**What the exercise asks**
Print every one of the records below without altering a single character.

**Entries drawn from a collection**
++++
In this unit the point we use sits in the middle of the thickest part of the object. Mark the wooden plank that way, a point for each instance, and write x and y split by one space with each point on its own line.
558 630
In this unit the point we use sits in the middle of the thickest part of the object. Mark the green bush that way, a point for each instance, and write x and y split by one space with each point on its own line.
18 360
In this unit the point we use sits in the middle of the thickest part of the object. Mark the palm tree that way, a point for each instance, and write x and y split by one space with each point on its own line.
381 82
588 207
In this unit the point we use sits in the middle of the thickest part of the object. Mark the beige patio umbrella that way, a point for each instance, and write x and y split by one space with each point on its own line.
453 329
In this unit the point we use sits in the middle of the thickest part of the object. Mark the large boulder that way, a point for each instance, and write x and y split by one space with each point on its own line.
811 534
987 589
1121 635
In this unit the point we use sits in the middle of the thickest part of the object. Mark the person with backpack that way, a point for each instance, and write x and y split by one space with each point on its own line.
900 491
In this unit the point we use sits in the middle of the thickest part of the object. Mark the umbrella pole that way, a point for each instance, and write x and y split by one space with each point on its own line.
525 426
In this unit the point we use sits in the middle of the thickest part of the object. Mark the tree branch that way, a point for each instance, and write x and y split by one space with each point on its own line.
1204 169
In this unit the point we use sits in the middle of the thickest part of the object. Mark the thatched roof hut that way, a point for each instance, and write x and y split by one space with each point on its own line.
++++
**Exercise answer**
In this unit the point we use sits in the middle of the thickest part of the object. Mark the wooden plank that way, a point for each instance, and write x and y split by one space with each point on its own line.
558 630
In this unit the point we use sits in the middle of the thickest part of the object. Mark the green bush that way, a point for each instance, and write x and y split by one space with each point on its own line.
18 360
In this unit the point we use sits in the middle of the thickest part of the object. Mark the palm tree that way, a point for each instance, and write x and y split by one space with each point on its own line.
381 82
588 207
In this unit the point we use sits in the middle of the thickest part of the object. Mark the beige patio umbrella that way, a point for each instance, and write x and y split by one space with each point on its own line.
453 329
In this unit the point we use sits in the middle of the thickest part of the object. Mark the large boulder that way, a point for each instance, and write x and y split by one space with each point on its own line.
811 534
987 589
1121 635
In this unit the point we use sits in the middle of the thickest part of the object. Mark the person with backpack that way, a point for each instance, and write x and y split by one space with each point on its own line.
900 491
In this unit the point we use sits in the middle of the thickest part of the object. Mark the umbrella pole that way, a point for each instance, and write x and y split by one space with each point on its own line.
525 426
In this unit the point we use sits in the middle of the thickest part of the object. Mark the tree branch that way, a point for each instance, and write x and y split by one space with each point on its own line.
1204 169
In this unit the point we use sits in the middle of the thickest part of the object. Mark the thatched roof hut that way, a point for each instance, and write x and y split by one space with each point on its own line.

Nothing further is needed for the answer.